DATA IN THIS EXERCISE START
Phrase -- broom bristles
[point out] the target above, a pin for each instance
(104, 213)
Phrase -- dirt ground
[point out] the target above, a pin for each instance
DATA IN THIS EXERCISE END
PROBLEM = Each record above needs to be given again exactly as written.

EXPECTED ANSWER =
Phrase -- broom bristles
[point out] the target above, a pin for each instance
(104, 213)
Phrase -- dirt ground
[point out] the target above, a pin for each instance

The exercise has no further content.